VORLIEGENDER TEXT:
--
2. Materialien/Methoden
Bis zu zwölf Menschen sitzen beieinander und werden von der Salonniére eingeladen, ihre Erinnerungen zu einem Thema zu erzählen. Die Themenfindung beruht auf den Erfahrungen, die Rohnstock Biografien beim lebensgeschichtlichen Erzählen zum Schreiben von Autobiografien gemacht hat. Die Firma schreibt professionell – im Auftrag anderer – Autobiografien. Bisher hat sie mehr als 250 Lebensgeschichten aufgeschrieben und in Bücher gebracht. Beliebte Themen sind: »Wie ich mein erstes Geld verdiente«; »Meine ersten eigenen vier Wände«; »Mein erster Kuss«; »Mein schönster Frühling«; »Mein schwerster Winter« …
Die Salonniére fragt, wer beginnen möchte. Reihum erzählen die Teilnehmer ihre Geschichten. Dabei entscheidet jeder selbst, wann er bereit ist, seinen eigenen Beitrag zu leisten. Erfahrungsgemäß taut während des Erzählsalons auch der Verschlossenste auf. Falls ein Erzähler den roten Faden verliert oder keinen Schluss findet, hilft ihm die Salonniére weiter, um die Geduld der anderen nicht unnötig zu strapazieren. Eine Geschichte sollte nicht länger als fünf bis zehn Minuten dauern. Sonst verlieren die Zuhörer die Aufmerksamkeit und es entsteht Unruhe und Unmut. Aus diesem Grund sollte ein Erzählsalon nicht länger als zwei Stunden dauern. Der Erzählsalon hat sich in unterschiedlichsten Konstellationen bewährt. Er kann ebenso gut mit Angehörigen, Kindern und Enkeln durchgeführt werden.


3. Ergebnisse
Die Teilnehmer des Erzählsalons verlassen den Salon meist angeregt und zufrieden, oft sogar glücklich. Nicht nur, weil sie endlich einmal erzählen konnten, sondern, weil ihnen jemand zuhörte. Sie sind dankbar dafür, dass sich jemand für ihre Geschichte interessiert. Sie empfinden das Zuhören als Achtung vor ihrem Leben. Geachtet zu werden und Anerkennung zu erfahren, macht sie froh. Gerade auch Demente und Depressive.
Da die heute Hochbetagten und Dementen oft der Kriegs- bzw. der Kriegskindergeneration entstammen, werden die Themen oft zum Anlass genommen, um traumatisierende Erlebnisse loszuwerden. Denn gerade bei diesen Generationen steckt der Krieg tief in den Knochen und es gibt ein großes Bedürfnis, darüber zu erzählen, um sich von der Last des Leidens zu befreien.
--
DATENSÄTZE:
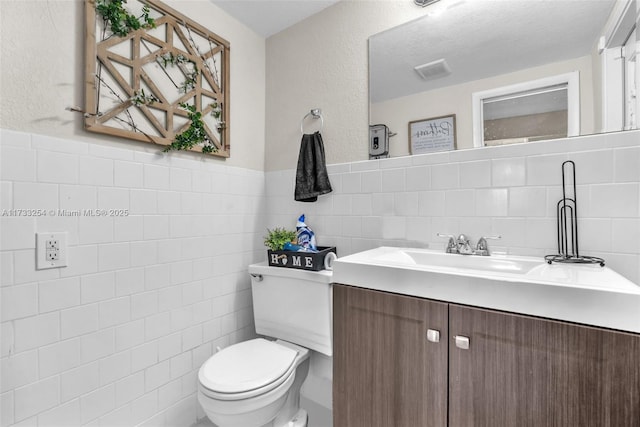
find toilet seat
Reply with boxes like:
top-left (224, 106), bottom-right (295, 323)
top-left (198, 338), bottom-right (298, 400)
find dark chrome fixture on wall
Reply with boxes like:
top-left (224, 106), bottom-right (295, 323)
top-left (544, 160), bottom-right (604, 267)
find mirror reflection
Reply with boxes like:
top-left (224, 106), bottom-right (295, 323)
top-left (369, 0), bottom-right (640, 157)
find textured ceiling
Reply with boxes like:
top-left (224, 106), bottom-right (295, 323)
top-left (369, 0), bottom-right (614, 102)
top-left (211, 0), bottom-right (338, 38)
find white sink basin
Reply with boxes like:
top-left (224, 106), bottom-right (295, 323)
top-left (375, 248), bottom-right (543, 274)
top-left (333, 247), bottom-right (640, 333)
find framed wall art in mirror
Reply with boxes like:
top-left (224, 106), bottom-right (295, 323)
top-left (84, 0), bottom-right (231, 157)
top-left (409, 114), bottom-right (456, 154)
top-left (369, 0), bottom-right (640, 157)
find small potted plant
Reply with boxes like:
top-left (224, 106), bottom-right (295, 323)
top-left (264, 227), bottom-right (296, 251)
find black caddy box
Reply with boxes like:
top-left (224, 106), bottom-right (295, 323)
top-left (267, 246), bottom-right (338, 271)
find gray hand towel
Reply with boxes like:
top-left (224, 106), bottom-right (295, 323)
top-left (295, 132), bottom-right (332, 202)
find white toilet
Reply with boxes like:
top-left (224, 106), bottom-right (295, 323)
top-left (198, 263), bottom-right (332, 427)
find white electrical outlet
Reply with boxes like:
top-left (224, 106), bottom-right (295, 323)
top-left (36, 232), bottom-right (67, 270)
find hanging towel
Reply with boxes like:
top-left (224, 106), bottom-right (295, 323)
top-left (295, 132), bottom-right (332, 202)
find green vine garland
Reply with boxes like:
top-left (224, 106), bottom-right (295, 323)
top-left (96, 0), bottom-right (156, 37)
top-left (162, 103), bottom-right (218, 153)
top-left (95, 0), bottom-right (226, 157)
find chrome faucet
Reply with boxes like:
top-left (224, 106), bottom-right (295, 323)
top-left (437, 233), bottom-right (502, 256)
top-left (475, 235), bottom-right (502, 256)
top-left (436, 233), bottom-right (458, 254)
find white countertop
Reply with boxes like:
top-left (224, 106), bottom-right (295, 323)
top-left (333, 247), bottom-right (640, 333)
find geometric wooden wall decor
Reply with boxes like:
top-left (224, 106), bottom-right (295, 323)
top-left (84, 0), bottom-right (231, 157)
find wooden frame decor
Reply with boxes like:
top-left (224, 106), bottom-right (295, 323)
top-left (84, 0), bottom-right (231, 157)
top-left (409, 114), bottom-right (456, 154)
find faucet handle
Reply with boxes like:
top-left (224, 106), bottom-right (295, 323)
top-left (476, 235), bottom-right (502, 255)
top-left (436, 233), bottom-right (458, 254)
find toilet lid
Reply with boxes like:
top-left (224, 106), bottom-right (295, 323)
top-left (199, 338), bottom-right (298, 393)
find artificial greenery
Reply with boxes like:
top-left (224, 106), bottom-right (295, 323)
top-left (264, 227), bottom-right (296, 251)
top-left (162, 103), bottom-right (218, 153)
top-left (96, 0), bottom-right (156, 37)
top-left (159, 52), bottom-right (188, 68)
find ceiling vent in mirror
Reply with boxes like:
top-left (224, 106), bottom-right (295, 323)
top-left (413, 59), bottom-right (451, 80)
top-left (413, 0), bottom-right (440, 7)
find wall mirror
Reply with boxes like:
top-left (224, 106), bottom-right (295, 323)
top-left (369, 0), bottom-right (640, 156)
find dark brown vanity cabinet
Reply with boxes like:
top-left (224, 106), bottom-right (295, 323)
top-left (333, 286), bottom-right (640, 427)
top-left (333, 286), bottom-right (448, 427)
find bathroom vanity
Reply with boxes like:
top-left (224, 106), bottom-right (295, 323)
top-left (333, 248), bottom-right (640, 427)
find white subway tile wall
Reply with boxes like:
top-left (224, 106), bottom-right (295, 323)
top-left (0, 130), bottom-right (264, 427)
top-left (266, 132), bottom-right (640, 283)
top-left (0, 130), bottom-right (640, 427)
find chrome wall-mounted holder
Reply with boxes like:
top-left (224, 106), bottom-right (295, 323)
top-left (544, 160), bottom-right (604, 267)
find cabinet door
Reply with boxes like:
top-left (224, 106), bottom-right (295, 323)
top-left (449, 305), bottom-right (640, 427)
top-left (333, 285), bottom-right (448, 427)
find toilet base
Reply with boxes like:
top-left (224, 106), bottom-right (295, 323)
top-left (283, 408), bottom-right (309, 427)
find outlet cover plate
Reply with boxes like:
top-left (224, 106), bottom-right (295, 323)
top-left (36, 231), bottom-right (67, 270)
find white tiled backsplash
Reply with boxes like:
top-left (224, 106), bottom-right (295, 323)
top-left (0, 131), bottom-right (640, 426)
top-left (267, 131), bottom-right (640, 283)
top-left (0, 130), bottom-right (266, 427)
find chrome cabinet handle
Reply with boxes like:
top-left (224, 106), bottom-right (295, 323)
top-left (453, 335), bottom-right (470, 350)
top-left (427, 329), bottom-right (440, 342)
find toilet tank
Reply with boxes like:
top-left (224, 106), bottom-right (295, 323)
top-left (249, 263), bottom-right (333, 356)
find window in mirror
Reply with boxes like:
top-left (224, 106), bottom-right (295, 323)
top-left (473, 73), bottom-right (579, 147)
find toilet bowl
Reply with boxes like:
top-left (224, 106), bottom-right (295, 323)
top-left (198, 263), bottom-right (332, 427)
top-left (198, 338), bottom-right (309, 427)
--
ARBEITSAUFTRAG A: Geben Sie aus dem Text über den Erzählsalon den Abschnitt von „3. Ergebnisse“ bis „Demente und Depressive.“ wortgetreu wieder.
ARBEITSAUFTRAG B:
Prüfen Sie anhand des Textes über den Erzählsalon, ob die folgenden Aussagen zutreffen. Antworten Sie jeweils mit Ja oder Nein und belegen Sie Ihre Antwort mit einem wörtlichen Zitat.
(i) Ein Erzählsalon sollte höchstens zwei Stunden dauern.
(ii) Rohnstock Biografien hat bisher weniger als 100 Lebensgeschichten aufgeschrieben.
(iii) Der Erzählsalon kann auch mit Kindern und Enkeln durchgeführt werden.

IHRE LÖSUNG A:
3. Ergebnisse
Die Teilnehmer des Erzählsalons verlassen den Salon meist angeregt und zufrieden, oft sogar glücklich. Nicht nur, weil sie endlich einmal erzählen konnten, sondern, weil ihnen jemand zuhörte. Sie sind dankbar dafür, dass sich jemand für ihre Geschichte interessiert. Sie empfinden das Zuhören als Achtung vor ihrem Leben. Geachtet zu werden und Anerkennung zu erfahren, macht sie froh. Gerade auch Demente und Depressive.

IHRE LÖSUNG B:
(i) Ja: „Aus diesem Grund sollte ein Erzählsalon nicht länger als zwei Stunden dauern.“
(ii) Nein: „Bisher hat sie mehr als 250 Lebensgeschichten aufgeschrieben und in Bücher gebracht.“
(iii) Ja: „Er kann ebenso gut mit Angehörigen, Kindern und Enkeln durchgeführt werden.“